[WHAT IS BEING ASKED]: Each record below is to be reproduced without any change.

+-------+

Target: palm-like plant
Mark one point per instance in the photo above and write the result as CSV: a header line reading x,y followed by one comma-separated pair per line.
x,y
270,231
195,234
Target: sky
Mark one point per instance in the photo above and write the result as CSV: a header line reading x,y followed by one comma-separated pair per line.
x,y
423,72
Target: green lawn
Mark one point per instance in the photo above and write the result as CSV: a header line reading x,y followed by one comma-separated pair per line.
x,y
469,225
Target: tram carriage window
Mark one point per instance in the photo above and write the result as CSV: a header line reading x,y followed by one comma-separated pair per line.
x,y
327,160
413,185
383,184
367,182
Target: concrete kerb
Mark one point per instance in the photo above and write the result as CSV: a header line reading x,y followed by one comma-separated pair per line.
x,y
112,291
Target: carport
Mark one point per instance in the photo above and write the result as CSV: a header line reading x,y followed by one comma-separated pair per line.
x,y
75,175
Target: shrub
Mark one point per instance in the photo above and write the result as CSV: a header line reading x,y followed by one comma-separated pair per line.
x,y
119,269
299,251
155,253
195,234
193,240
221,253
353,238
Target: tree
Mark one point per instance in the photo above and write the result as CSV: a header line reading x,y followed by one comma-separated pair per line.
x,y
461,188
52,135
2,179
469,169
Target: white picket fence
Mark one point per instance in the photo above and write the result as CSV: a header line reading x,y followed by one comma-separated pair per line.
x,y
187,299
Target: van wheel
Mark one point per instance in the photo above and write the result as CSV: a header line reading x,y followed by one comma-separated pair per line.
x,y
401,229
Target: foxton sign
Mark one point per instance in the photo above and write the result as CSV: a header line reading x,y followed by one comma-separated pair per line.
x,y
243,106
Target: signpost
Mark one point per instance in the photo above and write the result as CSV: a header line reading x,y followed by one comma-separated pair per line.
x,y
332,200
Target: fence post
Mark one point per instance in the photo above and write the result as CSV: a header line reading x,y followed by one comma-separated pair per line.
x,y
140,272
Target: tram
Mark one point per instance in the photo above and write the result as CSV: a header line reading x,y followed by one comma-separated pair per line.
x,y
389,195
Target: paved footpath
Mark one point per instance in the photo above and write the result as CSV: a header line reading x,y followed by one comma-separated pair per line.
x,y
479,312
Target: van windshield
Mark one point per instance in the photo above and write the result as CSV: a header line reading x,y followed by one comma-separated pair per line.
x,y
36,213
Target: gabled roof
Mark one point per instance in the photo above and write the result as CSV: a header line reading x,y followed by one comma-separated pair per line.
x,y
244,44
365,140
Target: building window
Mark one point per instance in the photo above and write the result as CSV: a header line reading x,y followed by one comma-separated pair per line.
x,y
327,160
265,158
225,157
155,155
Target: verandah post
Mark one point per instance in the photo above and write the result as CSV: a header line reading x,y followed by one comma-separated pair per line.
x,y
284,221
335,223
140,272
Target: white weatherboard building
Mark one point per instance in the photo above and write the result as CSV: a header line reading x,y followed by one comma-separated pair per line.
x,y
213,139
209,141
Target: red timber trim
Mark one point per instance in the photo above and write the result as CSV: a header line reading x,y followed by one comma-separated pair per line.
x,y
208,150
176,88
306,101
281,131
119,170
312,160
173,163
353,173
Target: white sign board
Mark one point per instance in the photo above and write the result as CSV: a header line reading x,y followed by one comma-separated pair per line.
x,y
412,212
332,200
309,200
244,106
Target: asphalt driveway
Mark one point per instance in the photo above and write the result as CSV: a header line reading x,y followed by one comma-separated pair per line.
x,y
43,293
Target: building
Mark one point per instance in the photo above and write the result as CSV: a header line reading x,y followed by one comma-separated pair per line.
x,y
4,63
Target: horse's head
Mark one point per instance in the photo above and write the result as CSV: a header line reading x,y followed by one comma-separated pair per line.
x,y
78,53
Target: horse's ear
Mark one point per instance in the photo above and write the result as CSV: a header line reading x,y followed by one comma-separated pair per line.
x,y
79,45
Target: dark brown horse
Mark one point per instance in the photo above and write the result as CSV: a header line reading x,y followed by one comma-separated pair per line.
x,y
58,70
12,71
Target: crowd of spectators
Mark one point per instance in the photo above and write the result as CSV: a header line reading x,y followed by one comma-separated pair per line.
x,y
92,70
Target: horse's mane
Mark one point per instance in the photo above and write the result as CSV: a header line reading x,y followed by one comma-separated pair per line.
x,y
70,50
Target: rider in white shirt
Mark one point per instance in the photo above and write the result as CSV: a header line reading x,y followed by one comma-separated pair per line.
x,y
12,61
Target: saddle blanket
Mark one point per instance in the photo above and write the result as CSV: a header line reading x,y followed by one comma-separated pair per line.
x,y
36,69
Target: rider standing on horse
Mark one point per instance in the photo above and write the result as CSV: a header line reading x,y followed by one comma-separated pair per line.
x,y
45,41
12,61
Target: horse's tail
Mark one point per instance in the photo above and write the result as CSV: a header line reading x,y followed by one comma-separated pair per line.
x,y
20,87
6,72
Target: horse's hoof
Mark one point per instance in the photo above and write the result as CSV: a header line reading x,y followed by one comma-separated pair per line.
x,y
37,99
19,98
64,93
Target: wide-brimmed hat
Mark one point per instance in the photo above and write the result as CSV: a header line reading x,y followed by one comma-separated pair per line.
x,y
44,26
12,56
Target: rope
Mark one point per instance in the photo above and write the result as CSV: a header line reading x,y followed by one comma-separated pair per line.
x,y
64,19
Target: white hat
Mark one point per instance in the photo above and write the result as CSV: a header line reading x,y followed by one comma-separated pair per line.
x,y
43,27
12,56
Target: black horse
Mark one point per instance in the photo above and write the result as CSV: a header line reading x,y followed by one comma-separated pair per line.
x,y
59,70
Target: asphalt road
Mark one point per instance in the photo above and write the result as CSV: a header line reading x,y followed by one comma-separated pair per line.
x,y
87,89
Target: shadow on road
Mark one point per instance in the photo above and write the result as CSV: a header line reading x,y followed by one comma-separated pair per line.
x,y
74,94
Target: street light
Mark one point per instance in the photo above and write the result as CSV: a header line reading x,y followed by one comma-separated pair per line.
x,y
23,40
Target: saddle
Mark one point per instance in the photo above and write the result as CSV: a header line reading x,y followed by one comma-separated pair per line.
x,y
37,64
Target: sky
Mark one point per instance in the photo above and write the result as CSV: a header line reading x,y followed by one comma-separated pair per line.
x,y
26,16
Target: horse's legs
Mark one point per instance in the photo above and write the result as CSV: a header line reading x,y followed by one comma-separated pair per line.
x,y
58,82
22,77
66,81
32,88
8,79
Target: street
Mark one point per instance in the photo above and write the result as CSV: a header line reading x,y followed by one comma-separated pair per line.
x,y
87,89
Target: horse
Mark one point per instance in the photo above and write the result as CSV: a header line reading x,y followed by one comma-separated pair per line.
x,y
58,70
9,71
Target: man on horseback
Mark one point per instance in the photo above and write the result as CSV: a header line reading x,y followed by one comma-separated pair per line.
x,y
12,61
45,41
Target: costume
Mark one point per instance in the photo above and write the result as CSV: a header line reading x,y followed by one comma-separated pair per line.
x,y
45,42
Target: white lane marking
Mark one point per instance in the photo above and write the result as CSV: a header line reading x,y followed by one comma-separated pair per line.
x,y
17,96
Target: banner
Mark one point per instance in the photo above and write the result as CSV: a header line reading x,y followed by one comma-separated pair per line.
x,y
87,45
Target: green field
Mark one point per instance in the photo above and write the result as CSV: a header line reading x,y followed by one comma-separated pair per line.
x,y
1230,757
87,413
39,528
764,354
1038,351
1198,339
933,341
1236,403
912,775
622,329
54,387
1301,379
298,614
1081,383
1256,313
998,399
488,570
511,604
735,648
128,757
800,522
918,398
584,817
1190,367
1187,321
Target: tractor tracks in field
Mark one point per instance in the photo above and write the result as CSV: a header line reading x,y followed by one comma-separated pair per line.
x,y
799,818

+-------+

[SOLUTION BELOW]:
Target: palm-like plant
Mark one point per instance in the photo above and write the result as CSV: a header line reading x,y followed by one comma-separated pair per line.
x,y
270,231
195,234
Target: sky
Mark one point per instance in the photo above and write the result as CSV: a header line reading x,y followed by one comma-separated pair per line.
x,y
423,72
Target: green lawn
Mark one point per instance in the photo above and write the result as CSV: a header line reading x,y followed by one comma-separated pair per line.
x,y
469,225
Target: tram carriage window
Mark one point per instance in the photo above and write the result as CSV: a header line reading x,y followed by one comma-separated pair per line.
x,y
327,160
413,185
383,184
367,182
Target: concrete kerb
Mark one point per instance in the photo above and write the result as CSV: a header line reading x,y followed by one comma-separated pair per line.
x,y
112,291
Target: carport
Mark one point per instance in the photo above and write the result as CSV: a header line reading x,y followed by one comma-separated pair per line.
x,y
75,175
Target: shrub
Mark one point per instance in the photo above and write the result as CSV: a header line reading x,y followed by one comma-separated pair per line.
x,y
119,269
299,251
155,253
195,234
193,240
221,253
353,238
Target: tree
Mark one point per instance in the photo above and write the result as CSV: a header line reading x,y followed by one comma-separated pair per line.
x,y
461,188
52,135
2,179
469,169
Target: white picket fence
Mark one point per instance in the photo above and write the result as CSV: a header line reading x,y followed by one comma-separated pair per line.
x,y
187,299
Target: van wheel
Mark one point per instance in the photo above and write the result as CSV: a header line reading x,y followed by one comma-separated pair per line.
x,y
401,229
Target: foxton sign
Mark one point per instance in the photo above and write the result as CSV: a header line reading x,y followed by one comma-separated pair per line.
x,y
243,106
Target: signpost
Mark one point per instance in the photo above and write the result as CSV: a header line reading x,y followed by one comma-separated pair per line.
x,y
332,200
Target: fence post
Mark one point per instance in the photo above and write the result as CSV: a header line reading x,y followed by one comma-separated pair per line.
x,y
140,272
Target: tram
Mark one point per instance in the photo above and write the result as CSV: a header line reading x,y followed by one comma-separated pair per line.
x,y
389,195
Target: paved footpath
Mark one point per instance in the photo above and write the result as CSV: a header line reading x,y followed by one comma-separated pair per line.
x,y
479,312
Target: van windshield
Mark one point per instance in the photo above and write the result as CSV: a header line reading x,y followed by one comma-separated pair per line.
x,y
36,213
Target: gabled roof
Mark one point per instance in the photo above and write the result as CSV: a header line reading x,y followed by one comma-separated pair per line.
x,y
244,44
365,140
Target: building window
Mark one point per instance in the photo above and write the result as CSV: a header line reading x,y followed by one comma-separated pair per line.
x,y
327,160
265,158
225,157
155,155
Target: verandah post
Mark one point per instance in the photo above and write the result as CSV: a header line reading x,y followed by one comma-separated pair per line.
x,y
284,221
335,223
140,272
Target: white weatherboard building
Mark one point per instance in the photo above and write the result as CSV: a header line reading x,y followed by one comma-separated pair per line.
x,y
213,139
209,141
Target: red timber trim
Mark one point per instance in the photo above and write the result as CSV: a header line reading x,y followed by one comma-separated pair per line.
x,y
208,150
176,88
306,101
281,131
119,170
312,160
173,163
353,173
Target: white sign board
Mark one point per instance in the photo above and write the result as CSV: a header line reading x,y followed by one comma-separated pair per line.
x,y
412,212
332,200
309,200
244,106
Target: asphalt driveway
Mark one point per instance in the photo above and write the result as CSV: a header line reading x,y followed by one comma-separated pair per line.
x,y
43,293
Target: building
Mark one point per instance in the photo above and write the result as CSV: a header line reading x,y followed by one comma-separated pair per line.
x,y
4,63
Target: horse's head
Mark one point per instance in the photo above and write the result as CSV: a header line reading x,y followed by one comma-separated pair per line.
x,y
78,53
Target: horse's ear
Mark one point per instance in the photo above and write the result as CSV: a header line reading x,y followed by one comma-separated pair per line.
x,y
79,45
Target: dark brown horse
Mark one point per instance in the photo above and write the result as CSV: a header line reading x,y followed by one comma-separated pair per line.
x,y
58,70
12,71
Target: crowd of spectators
Mark one point per instance in the photo above and write the result as CSV: a header line reading x,y followed by one comma-separated pair per line.
x,y
92,70
Target: horse's mane
Mark one point per instance in the photo above and write the result as CSV: a header line reading x,y followed by one comma-separated pair per line.
x,y
70,50
Target: rider in white shirt
Mark one point per instance in the photo above and write the result as CSV: a header line reading x,y followed by one comma-separated pair per line.
x,y
12,61
Target: saddle blanket
Mark one point per instance in the photo above and write the result as CSV: a header line reading x,y followed by one comma-separated pair per line.
x,y
36,69
Target: rider standing on horse
Mark one point per instance in the photo above and write the result as CSV: a header line reading x,y followed by one comma-separated pair per line.
x,y
45,41
12,61
Target: horse's tail
Mark one point per instance in the photo above and write the result as CSV: a header line reading x,y followed by one comma-separated pair per line.
x,y
20,87
6,72
Target: horse's hoof
Mark one point per instance in the photo above and write the result as CSV: a header line reading x,y followed by one comma-separated pair per line.
x,y
37,99
19,98
64,93
Target: wide-brimmed hat
Mark one point per instance in the photo above and write the result as CSV: a header line reading x,y followed by one comma-separated pair per line.
x,y
44,26
12,56
Target: rope
Mark one point per instance in the photo above and write the result as CSV: a header line reading x,y followed by one comma-separated pair per line.
x,y
64,19
Target: white hat
Mark one point per instance in the photo above and write the result as CSV: a header line reading x,y followed by one comma-separated pair per line.
x,y
43,27
12,56
Target: black horse
Mark one point per instance in the photo above and write the result as CSV: a header line reading x,y followed by one comma-separated pair per line.
x,y
59,70
Target: asphalt road
Mark one point per instance in the photo above and write the result as CSV: a header line reading x,y followed by one comma-separated pair per line.
x,y
87,89
Target: shadow on road
Mark one point per instance in the photo above and write the result as CSV: a header line reading x,y followed by one comma-separated pair per line.
x,y
74,94
Target: street light
Mark one point per instance in the photo above and write the result as CSV: a header line reading x,y followed by one comma-separated pair per line.
x,y
23,40
Target: saddle
Mark one point per instance in the photo above and write the result as CSV: a header line reading x,y followed by one comma-separated pair per line.
x,y
37,64
Target: sky
Mark one point per instance in the photo above and write the result as CSV: a header line reading x,y followed by one comma-separated pair per line.
x,y
26,16
Target: horse's legs
Mark one point per instance in the photo above and write the result as CSV: a header line reading x,y followed by one comma-separated pair per line.
x,y
58,82
22,77
66,81
32,88
8,79
Target: street
Mark one point per instance in the photo above and write the result as CSV: a header line reading x,y followed by one comma-separated pair per line.
x,y
87,89
Target: horse
Mark one point per instance in the photo above and write the result as CSV: a header line reading x,y followed by one comma-separated pair per line.
x,y
58,70
9,71
Target: man on horseback
Mark one point per instance in the photo above and write the result as CSV: a header line reading x,y followed by one comma-separated pair per line.
x,y
12,61
45,41
Target: costume
Mark one point per instance in the photo above and write the result as CSV: a header line reading x,y followed by one comma-separated pair per line.
x,y
45,42
Target: white lane marking
Mark one point per instance in the photo above and write the result as CSV: a header line reading x,y followed by one comma-separated pair per line.
x,y
17,96
Target: banner
Mark one point per instance in the photo above and write the result as CSV: a header line reading x,y followed by one comma-separated pair per line.
x,y
87,45
Target: green field
Mark one point per instance in the photo above and write the result as CSV: a header line reading x,y followed by one comma-separated pair per line.
x,y
1230,757
87,413
39,528
764,354
1038,351
1198,339
933,341
1236,403
912,775
622,329
54,387
1301,379
298,614
1081,383
1256,313
998,399
488,570
511,604
735,648
128,757
800,522
918,398
584,817
1190,367
1187,321
Target: tractor tracks in field
Mark one point per instance in the photo above and write the result as CSV: a header line reading x,y followed by one comma-separated pair per line.
x,y
799,818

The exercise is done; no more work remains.